• _Information_:
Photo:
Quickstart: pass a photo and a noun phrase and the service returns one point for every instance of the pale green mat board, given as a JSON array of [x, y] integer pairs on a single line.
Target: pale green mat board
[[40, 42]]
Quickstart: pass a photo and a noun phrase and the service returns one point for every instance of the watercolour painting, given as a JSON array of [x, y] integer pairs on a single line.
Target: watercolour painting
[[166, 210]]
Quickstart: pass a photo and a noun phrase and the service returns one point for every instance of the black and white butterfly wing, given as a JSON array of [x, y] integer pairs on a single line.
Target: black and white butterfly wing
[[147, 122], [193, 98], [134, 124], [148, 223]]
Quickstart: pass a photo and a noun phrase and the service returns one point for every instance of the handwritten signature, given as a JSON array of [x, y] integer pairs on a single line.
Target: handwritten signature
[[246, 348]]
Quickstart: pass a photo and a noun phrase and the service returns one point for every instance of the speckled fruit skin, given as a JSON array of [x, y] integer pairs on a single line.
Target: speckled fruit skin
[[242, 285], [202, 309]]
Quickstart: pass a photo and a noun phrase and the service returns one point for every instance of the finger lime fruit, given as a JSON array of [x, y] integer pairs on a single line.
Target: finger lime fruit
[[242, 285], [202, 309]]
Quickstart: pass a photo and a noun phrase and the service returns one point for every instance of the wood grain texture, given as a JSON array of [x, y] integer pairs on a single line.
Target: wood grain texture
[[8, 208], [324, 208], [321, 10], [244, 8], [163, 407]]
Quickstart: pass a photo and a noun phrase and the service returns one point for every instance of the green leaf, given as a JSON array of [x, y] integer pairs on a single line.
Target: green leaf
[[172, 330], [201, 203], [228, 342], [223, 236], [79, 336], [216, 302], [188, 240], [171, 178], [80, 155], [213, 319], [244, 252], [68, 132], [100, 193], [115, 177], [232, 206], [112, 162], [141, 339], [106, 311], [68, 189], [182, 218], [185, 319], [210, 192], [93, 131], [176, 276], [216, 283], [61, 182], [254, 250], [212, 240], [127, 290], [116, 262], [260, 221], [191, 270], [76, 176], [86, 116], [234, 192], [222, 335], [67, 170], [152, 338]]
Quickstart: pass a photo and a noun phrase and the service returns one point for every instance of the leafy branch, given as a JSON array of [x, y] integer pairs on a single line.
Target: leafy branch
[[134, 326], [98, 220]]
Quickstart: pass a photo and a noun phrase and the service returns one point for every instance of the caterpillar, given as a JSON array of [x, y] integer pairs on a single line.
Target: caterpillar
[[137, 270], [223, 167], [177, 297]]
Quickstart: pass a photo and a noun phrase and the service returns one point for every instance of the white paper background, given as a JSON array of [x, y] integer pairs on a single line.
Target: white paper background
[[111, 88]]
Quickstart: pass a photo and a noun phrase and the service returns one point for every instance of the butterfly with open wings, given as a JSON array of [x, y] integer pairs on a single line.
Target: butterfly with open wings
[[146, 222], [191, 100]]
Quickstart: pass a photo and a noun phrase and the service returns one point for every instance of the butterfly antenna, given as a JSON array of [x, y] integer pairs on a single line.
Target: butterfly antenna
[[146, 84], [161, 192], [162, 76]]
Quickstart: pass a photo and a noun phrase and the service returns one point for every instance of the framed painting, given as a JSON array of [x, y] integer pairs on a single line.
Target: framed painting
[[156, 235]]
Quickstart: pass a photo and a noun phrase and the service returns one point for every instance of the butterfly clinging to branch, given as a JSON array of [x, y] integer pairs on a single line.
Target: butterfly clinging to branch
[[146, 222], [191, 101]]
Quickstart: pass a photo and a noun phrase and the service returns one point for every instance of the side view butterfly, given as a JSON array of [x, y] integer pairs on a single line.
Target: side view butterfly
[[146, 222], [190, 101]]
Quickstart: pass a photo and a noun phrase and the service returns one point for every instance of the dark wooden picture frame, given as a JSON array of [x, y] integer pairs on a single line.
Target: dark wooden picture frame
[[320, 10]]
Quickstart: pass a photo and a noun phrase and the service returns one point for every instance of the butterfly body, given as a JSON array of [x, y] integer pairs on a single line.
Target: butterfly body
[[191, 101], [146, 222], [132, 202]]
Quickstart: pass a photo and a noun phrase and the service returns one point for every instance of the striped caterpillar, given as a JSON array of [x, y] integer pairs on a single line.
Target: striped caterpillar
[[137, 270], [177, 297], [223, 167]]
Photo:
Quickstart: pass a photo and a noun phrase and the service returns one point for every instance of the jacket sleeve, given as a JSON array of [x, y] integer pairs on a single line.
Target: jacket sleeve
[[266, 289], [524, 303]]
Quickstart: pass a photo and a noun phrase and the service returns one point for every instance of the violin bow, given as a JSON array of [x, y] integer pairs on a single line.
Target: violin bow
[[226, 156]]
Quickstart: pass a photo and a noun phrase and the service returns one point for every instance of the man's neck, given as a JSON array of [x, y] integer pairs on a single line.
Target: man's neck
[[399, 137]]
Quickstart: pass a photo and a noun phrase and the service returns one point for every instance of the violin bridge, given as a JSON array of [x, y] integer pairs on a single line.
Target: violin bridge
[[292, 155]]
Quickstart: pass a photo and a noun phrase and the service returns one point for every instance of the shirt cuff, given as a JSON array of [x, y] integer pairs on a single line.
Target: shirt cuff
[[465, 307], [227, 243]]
* * *
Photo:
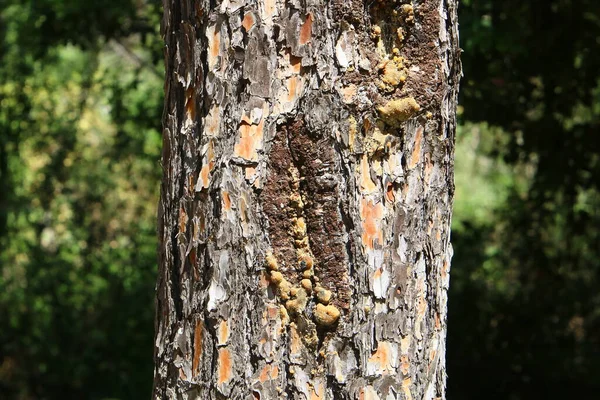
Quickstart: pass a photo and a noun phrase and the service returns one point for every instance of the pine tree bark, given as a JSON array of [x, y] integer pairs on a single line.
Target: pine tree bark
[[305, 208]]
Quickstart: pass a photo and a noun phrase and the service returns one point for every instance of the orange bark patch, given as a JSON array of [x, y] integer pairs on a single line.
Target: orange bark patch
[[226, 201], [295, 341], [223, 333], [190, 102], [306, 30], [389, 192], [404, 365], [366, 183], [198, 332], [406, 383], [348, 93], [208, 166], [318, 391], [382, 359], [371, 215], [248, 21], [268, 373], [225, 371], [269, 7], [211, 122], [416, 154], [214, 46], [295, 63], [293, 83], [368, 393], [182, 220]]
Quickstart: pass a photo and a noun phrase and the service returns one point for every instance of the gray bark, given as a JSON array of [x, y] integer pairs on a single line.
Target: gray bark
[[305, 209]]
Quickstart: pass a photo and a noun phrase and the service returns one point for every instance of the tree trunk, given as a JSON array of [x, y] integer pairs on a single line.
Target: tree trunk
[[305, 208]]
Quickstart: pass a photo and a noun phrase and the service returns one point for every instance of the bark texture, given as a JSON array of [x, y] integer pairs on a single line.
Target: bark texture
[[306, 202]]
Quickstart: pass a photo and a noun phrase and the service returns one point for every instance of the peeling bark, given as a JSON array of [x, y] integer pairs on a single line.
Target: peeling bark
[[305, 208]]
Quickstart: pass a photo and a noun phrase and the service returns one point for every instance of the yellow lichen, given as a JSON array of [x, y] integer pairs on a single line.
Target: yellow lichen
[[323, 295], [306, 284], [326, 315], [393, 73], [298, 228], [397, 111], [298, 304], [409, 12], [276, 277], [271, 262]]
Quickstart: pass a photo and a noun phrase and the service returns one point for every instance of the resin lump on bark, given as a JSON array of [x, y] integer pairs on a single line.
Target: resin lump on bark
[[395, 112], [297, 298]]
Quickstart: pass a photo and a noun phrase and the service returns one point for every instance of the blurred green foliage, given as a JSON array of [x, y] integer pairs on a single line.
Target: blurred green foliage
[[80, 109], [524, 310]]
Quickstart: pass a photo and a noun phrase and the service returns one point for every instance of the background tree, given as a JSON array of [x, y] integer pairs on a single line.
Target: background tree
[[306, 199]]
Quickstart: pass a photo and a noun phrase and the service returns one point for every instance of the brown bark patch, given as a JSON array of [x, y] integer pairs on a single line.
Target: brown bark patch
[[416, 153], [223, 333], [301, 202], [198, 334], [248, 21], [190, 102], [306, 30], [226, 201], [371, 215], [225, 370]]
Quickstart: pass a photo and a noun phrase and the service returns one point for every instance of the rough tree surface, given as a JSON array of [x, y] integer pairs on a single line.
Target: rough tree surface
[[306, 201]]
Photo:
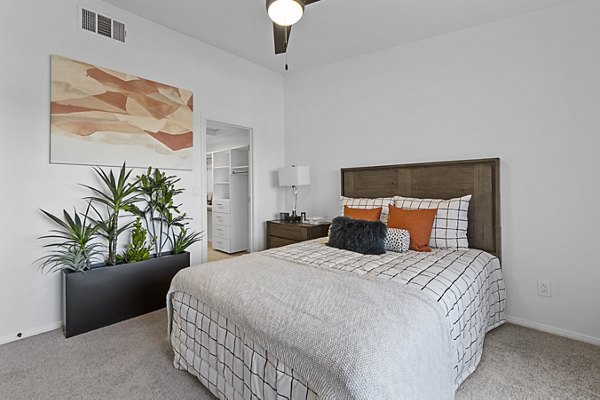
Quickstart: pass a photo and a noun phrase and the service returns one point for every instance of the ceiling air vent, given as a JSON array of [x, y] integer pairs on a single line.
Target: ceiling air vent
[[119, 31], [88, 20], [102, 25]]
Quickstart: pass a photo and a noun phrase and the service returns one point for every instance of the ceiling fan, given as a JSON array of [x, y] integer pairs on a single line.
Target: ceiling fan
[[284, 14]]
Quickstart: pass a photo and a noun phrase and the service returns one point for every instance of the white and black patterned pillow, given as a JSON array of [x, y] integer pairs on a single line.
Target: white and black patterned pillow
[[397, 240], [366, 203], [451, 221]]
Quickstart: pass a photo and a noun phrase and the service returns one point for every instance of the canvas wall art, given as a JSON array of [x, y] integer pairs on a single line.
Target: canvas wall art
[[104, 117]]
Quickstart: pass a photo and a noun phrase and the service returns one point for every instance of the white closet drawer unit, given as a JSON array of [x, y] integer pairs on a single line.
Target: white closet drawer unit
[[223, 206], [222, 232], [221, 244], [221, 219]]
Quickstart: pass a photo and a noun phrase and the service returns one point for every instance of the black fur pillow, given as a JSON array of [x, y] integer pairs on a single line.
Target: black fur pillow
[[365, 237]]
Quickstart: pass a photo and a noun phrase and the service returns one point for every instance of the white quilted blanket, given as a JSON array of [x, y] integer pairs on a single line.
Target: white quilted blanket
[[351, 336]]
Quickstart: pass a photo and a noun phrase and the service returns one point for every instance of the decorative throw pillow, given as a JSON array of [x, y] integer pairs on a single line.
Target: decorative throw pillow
--
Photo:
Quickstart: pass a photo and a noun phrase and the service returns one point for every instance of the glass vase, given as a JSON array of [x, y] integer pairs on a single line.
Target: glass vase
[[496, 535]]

• _Exercise aim_: If a line in the records contains the word "decorative", copy it.

• _Worked solution_:
Quickstart: pass a photo and a noun phrase and the service returns one point for every instance of the decorative throw pillow, given as a JSON array of [x, y] integer pairs on a single line.
Target: decorative throw pillow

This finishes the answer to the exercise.